═══ Information provided

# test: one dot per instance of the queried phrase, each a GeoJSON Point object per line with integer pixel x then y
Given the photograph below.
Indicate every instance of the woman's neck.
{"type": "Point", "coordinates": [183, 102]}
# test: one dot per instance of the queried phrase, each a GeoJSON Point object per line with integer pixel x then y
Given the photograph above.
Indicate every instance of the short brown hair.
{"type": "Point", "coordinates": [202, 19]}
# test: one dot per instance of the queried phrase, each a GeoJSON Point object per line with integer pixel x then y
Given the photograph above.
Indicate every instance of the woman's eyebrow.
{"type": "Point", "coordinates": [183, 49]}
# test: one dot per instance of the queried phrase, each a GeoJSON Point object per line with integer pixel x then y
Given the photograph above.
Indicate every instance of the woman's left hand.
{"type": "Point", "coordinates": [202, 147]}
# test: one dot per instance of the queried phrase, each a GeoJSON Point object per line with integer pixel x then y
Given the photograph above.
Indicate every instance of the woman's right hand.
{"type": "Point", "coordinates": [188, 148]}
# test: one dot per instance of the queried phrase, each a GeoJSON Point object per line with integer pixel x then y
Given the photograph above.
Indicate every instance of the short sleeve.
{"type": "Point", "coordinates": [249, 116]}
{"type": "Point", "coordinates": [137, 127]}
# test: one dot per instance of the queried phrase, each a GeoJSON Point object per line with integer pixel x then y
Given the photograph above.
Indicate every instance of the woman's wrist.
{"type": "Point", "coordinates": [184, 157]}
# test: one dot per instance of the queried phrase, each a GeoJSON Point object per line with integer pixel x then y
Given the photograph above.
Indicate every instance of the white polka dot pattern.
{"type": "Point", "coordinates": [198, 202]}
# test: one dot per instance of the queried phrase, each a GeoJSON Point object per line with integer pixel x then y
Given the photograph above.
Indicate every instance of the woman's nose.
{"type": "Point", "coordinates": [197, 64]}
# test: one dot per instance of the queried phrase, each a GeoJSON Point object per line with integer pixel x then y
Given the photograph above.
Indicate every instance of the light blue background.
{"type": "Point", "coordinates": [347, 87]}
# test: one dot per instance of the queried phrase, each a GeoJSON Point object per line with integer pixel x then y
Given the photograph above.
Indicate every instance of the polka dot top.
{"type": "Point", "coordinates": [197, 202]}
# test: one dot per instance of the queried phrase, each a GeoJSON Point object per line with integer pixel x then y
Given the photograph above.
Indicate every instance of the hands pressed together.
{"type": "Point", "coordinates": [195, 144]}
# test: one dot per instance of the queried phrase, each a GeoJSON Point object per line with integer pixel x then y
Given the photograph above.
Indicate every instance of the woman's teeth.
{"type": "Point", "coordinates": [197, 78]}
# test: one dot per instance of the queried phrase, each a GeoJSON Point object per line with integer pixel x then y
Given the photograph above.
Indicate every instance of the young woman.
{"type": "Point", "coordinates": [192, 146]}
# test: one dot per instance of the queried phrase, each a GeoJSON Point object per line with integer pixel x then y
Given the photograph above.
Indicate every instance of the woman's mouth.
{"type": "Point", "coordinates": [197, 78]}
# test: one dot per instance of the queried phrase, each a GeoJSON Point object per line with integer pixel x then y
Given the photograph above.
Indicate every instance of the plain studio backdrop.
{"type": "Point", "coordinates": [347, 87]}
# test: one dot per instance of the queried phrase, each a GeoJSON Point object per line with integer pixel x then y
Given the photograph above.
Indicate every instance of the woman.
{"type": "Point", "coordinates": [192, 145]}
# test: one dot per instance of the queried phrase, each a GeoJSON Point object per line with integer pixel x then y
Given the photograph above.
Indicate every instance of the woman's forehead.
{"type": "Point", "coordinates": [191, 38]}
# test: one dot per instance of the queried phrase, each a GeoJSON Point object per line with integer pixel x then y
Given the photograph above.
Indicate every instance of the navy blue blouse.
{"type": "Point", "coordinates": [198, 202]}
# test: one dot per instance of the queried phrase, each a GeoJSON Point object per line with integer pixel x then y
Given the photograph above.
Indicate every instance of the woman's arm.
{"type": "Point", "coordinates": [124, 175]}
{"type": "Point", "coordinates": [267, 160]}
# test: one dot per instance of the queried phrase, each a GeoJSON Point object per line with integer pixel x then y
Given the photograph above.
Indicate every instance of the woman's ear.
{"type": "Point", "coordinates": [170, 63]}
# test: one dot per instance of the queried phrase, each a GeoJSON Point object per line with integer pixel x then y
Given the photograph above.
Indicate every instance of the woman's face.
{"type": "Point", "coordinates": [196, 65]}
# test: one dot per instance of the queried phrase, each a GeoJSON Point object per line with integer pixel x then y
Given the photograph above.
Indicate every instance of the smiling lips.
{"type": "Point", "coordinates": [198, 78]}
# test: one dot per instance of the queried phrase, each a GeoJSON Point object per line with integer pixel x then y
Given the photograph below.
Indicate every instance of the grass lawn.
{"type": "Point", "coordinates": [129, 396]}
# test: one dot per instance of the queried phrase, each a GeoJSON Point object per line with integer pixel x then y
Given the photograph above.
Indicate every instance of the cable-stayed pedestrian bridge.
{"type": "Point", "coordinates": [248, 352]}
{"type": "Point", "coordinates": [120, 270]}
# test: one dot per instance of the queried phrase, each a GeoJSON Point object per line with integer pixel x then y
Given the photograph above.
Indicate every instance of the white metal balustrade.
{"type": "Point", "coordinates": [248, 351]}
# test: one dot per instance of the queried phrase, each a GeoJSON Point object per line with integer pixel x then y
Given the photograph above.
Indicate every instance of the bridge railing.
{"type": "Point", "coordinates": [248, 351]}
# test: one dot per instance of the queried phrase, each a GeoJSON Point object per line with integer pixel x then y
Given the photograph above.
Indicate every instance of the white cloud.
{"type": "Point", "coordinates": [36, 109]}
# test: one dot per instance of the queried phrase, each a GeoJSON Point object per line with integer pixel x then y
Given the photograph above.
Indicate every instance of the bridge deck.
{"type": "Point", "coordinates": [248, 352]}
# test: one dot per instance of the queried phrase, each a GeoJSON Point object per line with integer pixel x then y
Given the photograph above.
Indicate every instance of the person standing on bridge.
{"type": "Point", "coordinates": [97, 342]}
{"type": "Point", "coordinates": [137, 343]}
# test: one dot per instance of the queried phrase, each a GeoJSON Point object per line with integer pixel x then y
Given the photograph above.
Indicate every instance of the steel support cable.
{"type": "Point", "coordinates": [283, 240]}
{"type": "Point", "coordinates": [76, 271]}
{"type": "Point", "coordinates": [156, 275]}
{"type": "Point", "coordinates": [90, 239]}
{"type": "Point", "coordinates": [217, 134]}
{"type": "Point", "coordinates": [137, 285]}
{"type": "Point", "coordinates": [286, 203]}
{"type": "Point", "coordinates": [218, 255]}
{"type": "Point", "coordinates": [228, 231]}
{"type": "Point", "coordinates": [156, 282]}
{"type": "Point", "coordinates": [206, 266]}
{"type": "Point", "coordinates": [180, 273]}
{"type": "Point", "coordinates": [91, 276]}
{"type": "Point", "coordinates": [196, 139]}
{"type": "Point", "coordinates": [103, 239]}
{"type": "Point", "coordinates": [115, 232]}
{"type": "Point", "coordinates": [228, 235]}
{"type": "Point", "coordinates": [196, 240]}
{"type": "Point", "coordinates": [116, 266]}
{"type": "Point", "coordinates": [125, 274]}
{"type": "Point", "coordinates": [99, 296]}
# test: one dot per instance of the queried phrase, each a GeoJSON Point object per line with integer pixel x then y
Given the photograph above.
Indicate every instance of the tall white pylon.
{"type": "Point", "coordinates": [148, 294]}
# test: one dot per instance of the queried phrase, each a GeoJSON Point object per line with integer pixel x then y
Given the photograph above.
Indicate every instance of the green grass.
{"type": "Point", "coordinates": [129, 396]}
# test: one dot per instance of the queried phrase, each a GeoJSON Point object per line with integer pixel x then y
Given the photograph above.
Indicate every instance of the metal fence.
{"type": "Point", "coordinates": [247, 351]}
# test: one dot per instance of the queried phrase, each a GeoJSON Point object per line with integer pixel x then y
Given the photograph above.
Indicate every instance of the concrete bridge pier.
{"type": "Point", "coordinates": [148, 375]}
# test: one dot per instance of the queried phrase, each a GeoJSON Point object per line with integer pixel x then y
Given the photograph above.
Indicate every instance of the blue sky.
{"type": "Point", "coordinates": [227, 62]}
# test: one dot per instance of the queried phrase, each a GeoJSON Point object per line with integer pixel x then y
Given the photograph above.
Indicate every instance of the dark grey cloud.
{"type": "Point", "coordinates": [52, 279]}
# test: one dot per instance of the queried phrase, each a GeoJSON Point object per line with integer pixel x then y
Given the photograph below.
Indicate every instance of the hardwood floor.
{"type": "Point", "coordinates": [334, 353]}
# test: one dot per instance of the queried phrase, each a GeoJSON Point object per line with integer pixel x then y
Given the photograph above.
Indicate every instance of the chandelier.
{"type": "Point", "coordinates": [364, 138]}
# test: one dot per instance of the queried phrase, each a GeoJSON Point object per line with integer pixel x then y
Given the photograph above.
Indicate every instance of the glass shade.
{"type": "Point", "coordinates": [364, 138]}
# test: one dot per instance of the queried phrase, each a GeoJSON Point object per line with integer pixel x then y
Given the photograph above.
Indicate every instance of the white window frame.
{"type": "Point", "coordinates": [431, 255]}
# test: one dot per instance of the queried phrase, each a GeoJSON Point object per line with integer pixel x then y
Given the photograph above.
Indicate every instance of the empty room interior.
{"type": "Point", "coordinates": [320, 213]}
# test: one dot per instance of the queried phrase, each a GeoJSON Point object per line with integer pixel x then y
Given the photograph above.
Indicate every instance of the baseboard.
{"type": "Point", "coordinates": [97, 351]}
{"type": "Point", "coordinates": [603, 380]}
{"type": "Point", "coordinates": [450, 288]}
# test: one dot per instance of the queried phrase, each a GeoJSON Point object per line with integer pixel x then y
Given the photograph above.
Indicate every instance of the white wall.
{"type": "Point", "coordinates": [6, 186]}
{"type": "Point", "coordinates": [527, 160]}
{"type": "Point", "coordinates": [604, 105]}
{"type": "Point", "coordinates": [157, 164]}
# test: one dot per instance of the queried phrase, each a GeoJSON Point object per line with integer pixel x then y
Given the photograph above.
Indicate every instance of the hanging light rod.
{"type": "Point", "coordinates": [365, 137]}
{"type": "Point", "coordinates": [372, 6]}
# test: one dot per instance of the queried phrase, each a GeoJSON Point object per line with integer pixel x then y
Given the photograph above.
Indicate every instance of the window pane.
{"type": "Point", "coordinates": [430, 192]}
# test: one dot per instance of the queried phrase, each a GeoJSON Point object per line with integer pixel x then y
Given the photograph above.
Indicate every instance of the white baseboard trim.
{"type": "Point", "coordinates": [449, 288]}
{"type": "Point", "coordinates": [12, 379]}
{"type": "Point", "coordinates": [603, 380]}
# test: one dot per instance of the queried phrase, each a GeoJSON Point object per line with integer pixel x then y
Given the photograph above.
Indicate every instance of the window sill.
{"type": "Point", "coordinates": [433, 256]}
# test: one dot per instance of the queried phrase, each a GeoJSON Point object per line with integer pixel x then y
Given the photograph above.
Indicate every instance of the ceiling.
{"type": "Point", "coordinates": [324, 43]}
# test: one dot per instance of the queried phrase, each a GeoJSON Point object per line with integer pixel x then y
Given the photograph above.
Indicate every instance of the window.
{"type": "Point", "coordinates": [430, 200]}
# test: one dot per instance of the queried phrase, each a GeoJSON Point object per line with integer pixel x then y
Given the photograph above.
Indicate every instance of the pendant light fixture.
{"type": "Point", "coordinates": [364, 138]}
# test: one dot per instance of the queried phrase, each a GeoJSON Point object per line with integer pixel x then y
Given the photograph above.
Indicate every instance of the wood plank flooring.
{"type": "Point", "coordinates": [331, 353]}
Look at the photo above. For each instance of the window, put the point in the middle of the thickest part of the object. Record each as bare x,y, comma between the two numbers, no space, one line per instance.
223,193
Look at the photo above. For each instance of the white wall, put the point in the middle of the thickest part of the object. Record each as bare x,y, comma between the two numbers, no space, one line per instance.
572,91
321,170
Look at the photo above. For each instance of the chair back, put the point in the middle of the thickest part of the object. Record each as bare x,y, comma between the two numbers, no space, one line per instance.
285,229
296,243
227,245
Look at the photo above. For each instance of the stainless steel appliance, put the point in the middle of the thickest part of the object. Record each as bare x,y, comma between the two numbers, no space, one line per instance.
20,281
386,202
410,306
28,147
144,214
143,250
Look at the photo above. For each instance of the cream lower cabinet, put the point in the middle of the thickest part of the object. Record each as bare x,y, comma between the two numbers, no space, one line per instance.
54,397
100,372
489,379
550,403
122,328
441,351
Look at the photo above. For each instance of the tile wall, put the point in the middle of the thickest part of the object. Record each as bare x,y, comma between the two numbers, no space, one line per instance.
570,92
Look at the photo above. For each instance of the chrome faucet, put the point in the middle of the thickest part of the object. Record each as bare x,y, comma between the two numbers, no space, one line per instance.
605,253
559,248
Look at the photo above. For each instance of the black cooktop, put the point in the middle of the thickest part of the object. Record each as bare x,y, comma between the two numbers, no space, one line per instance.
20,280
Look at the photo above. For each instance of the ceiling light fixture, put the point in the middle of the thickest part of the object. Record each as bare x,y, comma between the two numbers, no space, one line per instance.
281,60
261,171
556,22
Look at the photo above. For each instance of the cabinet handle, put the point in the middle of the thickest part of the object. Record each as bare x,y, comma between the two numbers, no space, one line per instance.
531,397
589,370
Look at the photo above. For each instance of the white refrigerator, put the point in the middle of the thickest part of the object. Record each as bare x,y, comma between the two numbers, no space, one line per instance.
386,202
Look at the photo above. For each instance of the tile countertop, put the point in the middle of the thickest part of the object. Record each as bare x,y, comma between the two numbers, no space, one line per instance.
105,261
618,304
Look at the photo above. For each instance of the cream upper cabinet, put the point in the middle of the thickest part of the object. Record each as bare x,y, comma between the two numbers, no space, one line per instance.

══════

Each line from the one with "white refrigerator, put" through the last line of the records must be written out word for word. Include nothing else.

Look at the photo above. For each instance of the white refrigerator, put the point in the middle of the thickest part of the object. Record each as bare x,y, comma between the two numbers, no space, one line per instance.
386,202
Look at the photo above. For each instance of the tile countertop, put the point in the middle of the thickest part of the object. Record each as bare x,y, comma between the two numbers, no space, one line per instance.
105,261
618,304
Look at the photo above. For each instance of the cream upper cabinet, put the point in the middle of the thickest part of the object. Record each as bare x,y, comma between the two numbers, no space, one line per instance.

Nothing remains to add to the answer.